--- Texte ---
Issu d’une thèse de doctorat primée par la Società italiana degli storici medievisti (SISMED), l’ouvrage de Giulia Zornetta revisite l’histoire du duché lombard de Bénévent, devenu principauté en réaction à la conquête carolingienne de l’Italie en 774, à l’aune de la »conflictualité« et de la »compétition«. Cette clé de lecture, largement exploitée par l’historiographie récente et moins récente, s’applique bien en une région où la vie politique puise par ailleurs son ressort dans la dimension périphérique ou »décentrée«: périphérie du duché par rapport au royaume lombard, de la principauté par rapport au royaume franc, périphérie vis-à-vis du pouvoir byzantin, à quoi s’ajoutent la proximité avec la puissance pontificale toujours soucieuse de ne pas voir se constituer à ses portes une alliance trop forte entre Bénévent et le Nord, et les relations changeantes avec l’islam.

La progression, chronologique, est guidée par les grands moments de la vie politique locale. Jusqu’en 774, le duché est en position largement autonome, tout en entretenant des relations suivies avec la cour de Pavie par le biais des mariages des ducs avec des représentantes de l’aristocratie du royaume, jusque dans la famille royale. La récurrence même de ces unions, dont la dernière fut l’alliance entre Arechis II (758–787) et la fille du roi Didier Adelperga, est en soi un indice de la reconnaissance du statut particulier du duché, traité comme une entité indépendante. Dans les années 740–760, juste après le rétablissement de la dynastie en place depuis le VIIe siècle mais dont le pouvoir avait été interrompu durant une décennie, les sources judiciaires sont un bon observatoire de la relation qu’entretient le duc avec les élites locales.

--- Consigne 1 ---
Selon le texte, quelle société savante a primé la thèse de doctorat dont est issu l'ouvrage de Giulia Zornetta ?
--- Consigne 2 ---
Dans le texte, renvoyez à l'identique le passage qui va de « La progression, chronologique, est » jusqu'à « les élites locales. ».

--- Données fournies ---

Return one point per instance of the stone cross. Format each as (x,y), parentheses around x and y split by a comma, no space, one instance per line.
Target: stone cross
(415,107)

--- Réponse complète 1 ---
La Società italiana degli storici medievisti (SISMED).

--- Réponse complète 2 ---
La progression, chronologique, est guidée par les grands moments de la vie politique locale. Jusqu’en 774, le duché est en position largement autonome, tout en entretenant des relations suivies avec la cour de Pavie par le biais des mariages des ducs avec des représentantes de l’aristocratie du royaume, jusque dans la famille royale. La récurrence même de ces unions, dont la dernière fut l’alliance entre Arechis II (758–787) et la fille du roi Didier Adelperga, est en soi un indice de la reconnaissance du statut particulier du duché, traité comme une entité indépendante. Dans les années 740–760, juste après le rétablissement de la dynastie en place depuis le VIIe siècle mais dont le pouvoir avait été interrompu durant une décennie, les sources judiciaires sont un bon observatoire de la relation qu’entretient le duc avec les élites locales.